━━ Supplied data
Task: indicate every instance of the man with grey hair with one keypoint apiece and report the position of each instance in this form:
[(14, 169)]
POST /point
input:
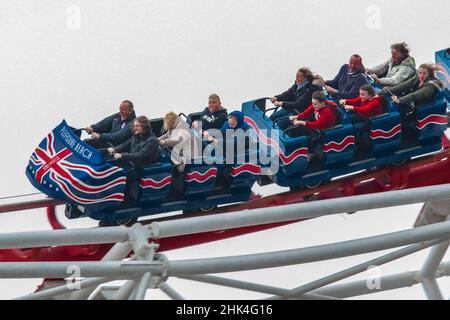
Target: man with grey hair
[(113, 130)]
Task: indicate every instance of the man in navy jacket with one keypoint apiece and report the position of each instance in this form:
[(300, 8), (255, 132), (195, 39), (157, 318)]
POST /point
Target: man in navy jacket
[(349, 79), (114, 129)]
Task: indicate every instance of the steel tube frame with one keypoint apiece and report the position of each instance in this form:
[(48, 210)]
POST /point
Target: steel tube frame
[(391, 282), (170, 292), (116, 269), (360, 268), (298, 211), (249, 286), (310, 254), (428, 271)]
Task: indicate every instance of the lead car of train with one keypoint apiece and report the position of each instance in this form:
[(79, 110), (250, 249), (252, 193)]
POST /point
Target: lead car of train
[(66, 168)]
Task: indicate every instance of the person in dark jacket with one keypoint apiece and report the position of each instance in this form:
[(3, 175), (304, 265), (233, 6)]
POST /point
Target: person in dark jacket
[(114, 129), (420, 90), (367, 105), (412, 94), (397, 69), (213, 116), (142, 149), (318, 116), (234, 123), (297, 98), (349, 79)]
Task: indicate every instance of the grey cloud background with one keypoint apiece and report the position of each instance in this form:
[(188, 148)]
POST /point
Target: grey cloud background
[(170, 55)]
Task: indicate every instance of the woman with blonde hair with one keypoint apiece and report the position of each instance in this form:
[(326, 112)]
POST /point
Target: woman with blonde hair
[(178, 136)]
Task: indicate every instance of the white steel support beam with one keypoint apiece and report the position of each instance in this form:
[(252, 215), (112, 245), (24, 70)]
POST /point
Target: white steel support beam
[(310, 254), (110, 269), (297, 292), (238, 284), (298, 211), (387, 283)]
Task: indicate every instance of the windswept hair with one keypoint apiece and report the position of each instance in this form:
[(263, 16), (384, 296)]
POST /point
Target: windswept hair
[(214, 96), (145, 123), (369, 89), (307, 73), (401, 47), (319, 96), (432, 68), (169, 121), (130, 104)]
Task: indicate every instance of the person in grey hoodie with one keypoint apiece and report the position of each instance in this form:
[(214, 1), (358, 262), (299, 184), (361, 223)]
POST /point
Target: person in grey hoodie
[(399, 68), (419, 90), (178, 136), (349, 79)]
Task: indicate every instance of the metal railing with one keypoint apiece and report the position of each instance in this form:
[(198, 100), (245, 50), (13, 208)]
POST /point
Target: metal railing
[(148, 269)]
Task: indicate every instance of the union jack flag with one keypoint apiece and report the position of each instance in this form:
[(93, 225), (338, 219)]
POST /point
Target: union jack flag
[(65, 168)]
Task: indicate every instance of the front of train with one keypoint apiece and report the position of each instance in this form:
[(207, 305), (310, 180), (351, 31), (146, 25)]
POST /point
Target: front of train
[(66, 168)]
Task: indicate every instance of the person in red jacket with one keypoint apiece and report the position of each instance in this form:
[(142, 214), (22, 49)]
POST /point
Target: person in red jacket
[(319, 115), (367, 105)]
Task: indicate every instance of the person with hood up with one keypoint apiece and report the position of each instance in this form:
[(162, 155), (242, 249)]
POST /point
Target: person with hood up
[(412, 94), (113, 130), (349, 79), (397, 69), (419, 90), (178, 136), (213, 116), (230, 138), (318, 116), (297, 98), (367, 105)]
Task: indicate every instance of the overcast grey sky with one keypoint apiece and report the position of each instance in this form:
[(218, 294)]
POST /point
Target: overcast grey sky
[(78, 59)]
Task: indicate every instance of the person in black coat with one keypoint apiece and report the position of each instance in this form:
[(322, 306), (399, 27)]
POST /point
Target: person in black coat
[(213, 116), (297, 98), (142, 149), (113, 130)]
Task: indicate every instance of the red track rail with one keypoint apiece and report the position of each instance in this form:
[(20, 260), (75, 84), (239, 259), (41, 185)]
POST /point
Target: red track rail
[(424, 171)]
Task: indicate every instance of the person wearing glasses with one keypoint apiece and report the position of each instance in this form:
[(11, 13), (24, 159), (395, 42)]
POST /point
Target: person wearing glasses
[(112, 130), (141, 149)]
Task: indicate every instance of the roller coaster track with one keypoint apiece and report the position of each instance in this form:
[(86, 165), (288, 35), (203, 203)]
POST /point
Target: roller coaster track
[(428, 170), (424, 171)]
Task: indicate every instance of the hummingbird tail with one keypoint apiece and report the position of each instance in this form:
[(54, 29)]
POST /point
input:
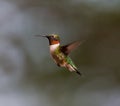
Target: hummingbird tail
[(78, 72)]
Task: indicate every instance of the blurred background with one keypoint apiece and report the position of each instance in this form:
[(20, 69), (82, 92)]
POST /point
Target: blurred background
[(28, 75)]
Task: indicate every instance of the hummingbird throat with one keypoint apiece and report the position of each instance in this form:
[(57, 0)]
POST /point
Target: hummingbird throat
[(53, 47)]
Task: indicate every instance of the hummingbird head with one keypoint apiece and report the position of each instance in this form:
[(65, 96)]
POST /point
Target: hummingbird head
[(53, 38)]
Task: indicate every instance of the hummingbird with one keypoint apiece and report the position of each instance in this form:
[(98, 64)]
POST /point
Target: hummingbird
[(60, 54)]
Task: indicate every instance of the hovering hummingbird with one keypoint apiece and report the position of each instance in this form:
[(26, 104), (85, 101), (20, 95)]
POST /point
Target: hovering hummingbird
[(60, 54)]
━━━━
» **Given task**
Transcribe the whole listing, character for character, but not its images.

» **Answer in full**
Task: indicate every instance of the man with grey hair with one keypoint apiece and report the position of each instance in this form:
[(14, 169)]
POST /point
input:
Target: man with grey hair
[(113, 130)]
Task: indicate every instance of the man in navy jacket with one keypoint apiece and report the position of each instance in this form:
[(300, 8), (255, 132), (195, 39), (157, 318)]
POST /point
Target: man in navy jacket
[(349, 79), (114, 129)]
Task: indicate every instance of the steel tube frame with one keypoint apiece and report the position of each instance in this form:
[(48, 210)]
POST /point
Target: steel tube frame
[(391, 282), (170, 292), (116, 269), (360, 268), (298, 211), (249, 286), (310, 254), (428, 271)]
Task: indicate every instance of the lead car of train with one keypoint apiece and report the position of each instance in this form:
[(79, 110), (250, 249), (252, 193)]
POST /point
Target: lead car of train
[(66, 168)]
Task: indicate every instance of the person in dark jacket with one keypoint apiece and report the position of each instance in this form:
[(3, 175), (304, 265), (233, 6)]
POST /point
Target: person in dark jacket
[(114, 129), (420, 90), (367, 105), (412, 94), (397, 69), (213, 116), (142, 149), (318, 116), (234, 123), (297, 98), (349, 79)]
Task: indicate every instance of the grey cloud background with one keypoint apiece and report the position of each instance in this form:
[(188, 148)]
POST /point
Target: grey cloud background
[(170, 55)]
Task: indicate every instance of the woman with blonde hair with one keypoint apiece and report the position of each instance in this form:
[(326, 112)]
POST /point
Target: woman with blonde hair
[(178, 136)]
Task: indicate every instance of the white steel support beam with one keypoint apiece and report the position of each instance in this form:
[(252, 215), (112, 245), (24, 70)]
POST /point
Target: white steel support beam
[(310, 254), (110, 269), (297, 292), (238, 284), (298, 211), (387, 283)]
Task: indicate every instance of the windswept hair with one keypoint apiece and report the position of each instance in this form:
[(263, 16), (384, 296)]
POST /point
Target: windswept hair
[(214, 96), (145, 123), (369, 89), (307, 73), (401, 47), (319, 96), (432, 68), (169, 121), (130, 104)]
Task: indicate every instance of the person in grey hoodie with one keypoint apiece and report the position of each instance in this form:
[(214, 1), (358, 262), (299, 184), (361, 223)]
POST /point
Target: person in grey hoodie
[(399, 68), (419, 90), (178, 136), (349, 79)]
Task: indicate every instance of the metal railing with one keypoint apiece and report the position of each instance in this form:
[(198, 100), (245, 50), (13, 208)]
POST /point
Target: metal railing
[(148, 269)]
Task: indicate every instance of the union jack flag with one keypoint apiece and report the position of each instance in this form:
[(93, 225), (338, 219)]
POST /point
Target: union jack flag
[(65, 168)]
Task: indicate every instance of the front of train with one keypoint apiece and report the position of each instance in this form:
[(207, 305), (310, 180), (351, 31), (146, 25)]
POST /point
Target: front of train
[(66, 168)]
Task: indicate every instance of the person in red jacket with one keypoint apiece and report the position of each instance in this form:
[(142, 214), (22, 49)]
POST /point
Target: person in red jacket
[(319, 115), (367, 105)]
Task: indicate every instance of the person with hood up with one keypoint apiece and report the position of each instance in this form:
[(162, 155), (242, 249)]
POST /point
Target: person with hood up
[(412, 94), (113, 130), (349, 79), (397, 69), (419, 90), (178, 136), (213, 116), (230, 138), (318, 116), (297, 98), (367, 105)]
Task: indicate every instance of the overcast grey sky with one keypoint apiece and report the position of each instance in this form:
[(218, 294)]
POST /point
Target: overcast grey sky
[(78, 59)]
Task: indicate every instance of the person in black coat with one keypoint apiece and report the position of each instance in this form:
[(322, 306), (399, 27)]
POST /point
Target: person in black coat
[(213, 116), (297, 98), (142, 149), (113, 130)]
Task: indicate every instance of the red track rail with one keypoint apiece and report the position of each instance in this form:
[(20, 260), (75, 84), (239, 259), (41, 185)]
POST /point
Target: red track rail
[(424, 171)]
Task: indicate every instance of the person wearing glasses with one keypoint apiece and report the position of each instance in this form:
[(11, 13), (24, 159), (395, 42)]
POST /point
Target: person wearing glasses
[(112, 130), (141, 149)]
Task: indicate every instance of the roller coaster track with one keypoint apiece and report the position of each instance in this form:
[(86, 165), (288, 35), (203, 203)]
POST /point
Target: roller coaster track
[(428, 170), (424, 171)]
Task: indicate every instance of the hummingbird tail with one keypoint apiece and report the position of each instance in this form:
[(54, 29)]
POST /point
input:
Target: hummingbird tail
[(78, 72)]
Task: indicate every instance of the blurred background with one keypoint apiece and report the position of each instance in this form:
[(20, 69), (82, 92)]
POST /point
Target: blurred background
[(28, 75)]
Task: indicate every instance of the hummingbird throat with one keypoint apiece and report the position of each instance in this form:
[(57, 0)]
POST /point
Target: hummingbird throat
[(53, 47)]
Task: indicate every instance of the hummingbird head with one keypoint apiece and report the position of each instance in this form:
[(65, 96)]
POST /point
Target: hummingbird head
[(53, 38)]
Task: indicate every instance of the hummingbird with one keypoint apiece and report the position of each instance in this form:
[(98, 64)]
POST /point
Target: hummingbird
[(60, 54)]
Task: indicate every instance of the hovering hummingbird with one keypoint apiece and report the position of each instance in this form:
[(26, 104), (85, 101), (20, 95)]
POST /point
Target: hovering hummingbird
[(60, 54)]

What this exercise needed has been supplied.